PROBLEM TO WORK ON:
Print out all the records, word for word.

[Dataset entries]
──────────────────────────────

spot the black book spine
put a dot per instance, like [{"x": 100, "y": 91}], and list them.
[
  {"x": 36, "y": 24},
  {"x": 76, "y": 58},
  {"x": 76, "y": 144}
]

──────────────────────────────

WRITTEN RESPONSE:
spot the black book spine
put a dot per instance, like [{"x": 100, "y": 91}], and list them.
[
  {"x": 36, "y": 24},
  {"x": 76, "y": 58},
  {"x": 76, "y": 144}
]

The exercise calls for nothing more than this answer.